-- BEGIN Text provided --

The government's just listed five objections will now be addressed.
1. Advice of Counsel Defense with Respect to Farrell Fritz Attorney
The advice of counsel defense has been the subject of numerous in-court discussions and written submissions during the pendency of this case. Nothing has been offered by the defense to even suggest that the three aforementioned preconditions to mounting an advice of counsel defense with respect to Charles Strain exists. Simply, all available information indicates that the Farrell Fritz attorney represented Sacred Heart, not defendants. Accordingly, the term "advice of counsel" should not be employed in referring to Charles Strain. Doing so would be legally inappropriate and likely to mislead the jury.
2. Advice of Counsel Defense with Respect to Pamela Lee
The government, having reviewed relevant documents furnished by the defense, maintains that "there is no indication in the documents of any advice she rendered that could form the basis of the advice of counsel defense. There is also no indication that Pamela Lee was representing the defendants at the time of the bank fraud." (Govt's Letter of Jan. 11, 2017 at 2.) The defense believes otherwise.
If, contrary to the government's understanding, the defense has information that Lee provided legal advice to the defendants as to the transactions embodied in the charged fraud, they shall so advise the Court and the government with an accompanying proffer at least twenty-four hours before calling the witness to the stand so that I will be in a position to rule on any objection broached by the government without unnecessarily delaying the proceeding. See generally Federal Rule of Criminal Procedure 2 ("These rules are to be interpreted to provide for the just determination of every criminal proceeding . . . and to eliminate unjustifiable . . . delay."). If that proffer addresses in a meaningful fashion the three prerequisites for an advice of counsel defense, the defense may be pursued. Otherwise, again, the term should not be used as to Lee.
3. Advice of Counsel Defense as to Government Witness Pellegrini
According to the government, Pellegrini will take the stand as part of its case. The Court, in the exercise of its discretion under Rule 611(b) of the Federal Rules of Evidence, will permit defense counsel to ask questions on cross-examination pertaining to legal advice, if any, Pellegrini furnished to either defendant even if the subject is beyond the ambit of direct. Such an effort, given the attendant circumstances, may prove futile but I am not prepared to summarily foreclose that line of inquiry.
As to the substance of the defense, counsel is directed to provide the Court and the government with notice and an accompanying proffer at the conclusion of his direct examination if Pellegrini is to be questioned in an effort to satisfy the preconditions for an advice of counsel defense and for the same reason just articulated as to Lee.

-- END Text provided --

- _Problem A_:
Answer these questions from the ruling:
(i) According to all available information, whom did the Farrell Fritz attorney represent?
(ii) At least how long before calling Lee to the stand must the defense provide its proffer?
(iii) Under what rule does the Court permit cross-examination questions that go beyond the scope of direct?
- _Problem B_:
Name every individual person mentioned in the ruling.
- _Problem C_:
Write out the portion of the ruling starting with "1. Advice of" and going on through "mislead the jury.", switching "Charles Strain" to "the Farrell Fritz attorney".
The rows placed after the ruling come from a separate source.

-- BEGIN Records --

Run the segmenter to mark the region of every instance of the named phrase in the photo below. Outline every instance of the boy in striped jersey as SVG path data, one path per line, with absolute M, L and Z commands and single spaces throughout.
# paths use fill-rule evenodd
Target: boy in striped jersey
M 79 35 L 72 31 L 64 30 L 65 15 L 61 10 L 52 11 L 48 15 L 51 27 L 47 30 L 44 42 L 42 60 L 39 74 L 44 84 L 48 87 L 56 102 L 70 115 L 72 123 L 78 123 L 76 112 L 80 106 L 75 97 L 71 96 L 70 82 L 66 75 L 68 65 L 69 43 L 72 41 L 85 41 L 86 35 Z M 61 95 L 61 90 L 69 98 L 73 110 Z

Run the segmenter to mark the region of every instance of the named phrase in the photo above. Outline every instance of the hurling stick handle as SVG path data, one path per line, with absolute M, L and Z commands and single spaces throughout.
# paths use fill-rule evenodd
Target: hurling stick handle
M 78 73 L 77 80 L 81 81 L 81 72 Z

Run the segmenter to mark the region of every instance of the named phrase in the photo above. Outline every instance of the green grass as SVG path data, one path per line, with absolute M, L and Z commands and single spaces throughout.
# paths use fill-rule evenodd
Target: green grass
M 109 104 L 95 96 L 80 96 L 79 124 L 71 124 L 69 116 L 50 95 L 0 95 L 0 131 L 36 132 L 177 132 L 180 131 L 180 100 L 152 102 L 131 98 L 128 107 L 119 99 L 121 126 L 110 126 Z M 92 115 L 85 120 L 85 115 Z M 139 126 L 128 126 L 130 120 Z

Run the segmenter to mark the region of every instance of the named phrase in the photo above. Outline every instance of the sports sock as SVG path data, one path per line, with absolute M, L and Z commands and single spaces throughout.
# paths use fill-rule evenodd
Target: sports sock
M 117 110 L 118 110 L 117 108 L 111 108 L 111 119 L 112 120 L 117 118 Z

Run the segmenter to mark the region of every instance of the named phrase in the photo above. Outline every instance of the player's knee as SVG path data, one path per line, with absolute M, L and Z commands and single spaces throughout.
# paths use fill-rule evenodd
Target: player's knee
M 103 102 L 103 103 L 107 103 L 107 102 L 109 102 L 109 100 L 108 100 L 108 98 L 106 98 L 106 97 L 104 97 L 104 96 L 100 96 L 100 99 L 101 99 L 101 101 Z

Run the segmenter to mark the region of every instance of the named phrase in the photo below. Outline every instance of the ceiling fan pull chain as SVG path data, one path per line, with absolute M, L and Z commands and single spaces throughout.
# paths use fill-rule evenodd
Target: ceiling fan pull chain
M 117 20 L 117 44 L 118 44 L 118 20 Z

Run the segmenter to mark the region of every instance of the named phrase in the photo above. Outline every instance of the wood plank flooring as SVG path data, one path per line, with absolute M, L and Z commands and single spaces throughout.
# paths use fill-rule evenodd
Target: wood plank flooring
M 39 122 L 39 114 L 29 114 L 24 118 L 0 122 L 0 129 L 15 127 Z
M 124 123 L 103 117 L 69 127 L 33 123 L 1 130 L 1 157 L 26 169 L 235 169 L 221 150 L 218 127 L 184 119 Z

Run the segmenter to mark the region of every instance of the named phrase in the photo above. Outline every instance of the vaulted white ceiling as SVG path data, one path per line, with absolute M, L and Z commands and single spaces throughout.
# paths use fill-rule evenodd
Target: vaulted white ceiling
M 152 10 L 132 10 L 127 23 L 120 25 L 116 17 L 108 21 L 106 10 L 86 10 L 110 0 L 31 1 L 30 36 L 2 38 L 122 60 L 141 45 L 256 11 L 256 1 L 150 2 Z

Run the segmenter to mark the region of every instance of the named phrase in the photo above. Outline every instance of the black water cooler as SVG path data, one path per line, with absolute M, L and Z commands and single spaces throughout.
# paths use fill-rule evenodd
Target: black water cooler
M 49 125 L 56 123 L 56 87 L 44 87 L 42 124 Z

-- END Records --

- _Expected output A_:
(i) Sacred Heart
(ii) Twenty-four hours
(iii) Rule 611(b) of the Federal Rules of Evidence

- _Expected output B_:
Charles Strain, Pamela Lee, Pellegrini

- _Expected output C_:
1. Advice of Counsel Defense with Respect to Farrell Fritz Attorney
The advice of counsel defense has been the subject of numerous in-court discussions and written submissions during the pendency of this case. Nothing has been offered by the defense to even suggest that the three aforementioned preconditions to mounting an advice of counsel defense with respect to the Farrell Fritz attorney exists. Simply, all available information indicates that the Farrell Fritz attorney represented Sacred Heart, not defendants. Accordingly, the term "advice of counsel" should not be employed in referring to the Farrell Fritz attorney. Doing so would be legally inappropriate and likely to mislead the jury.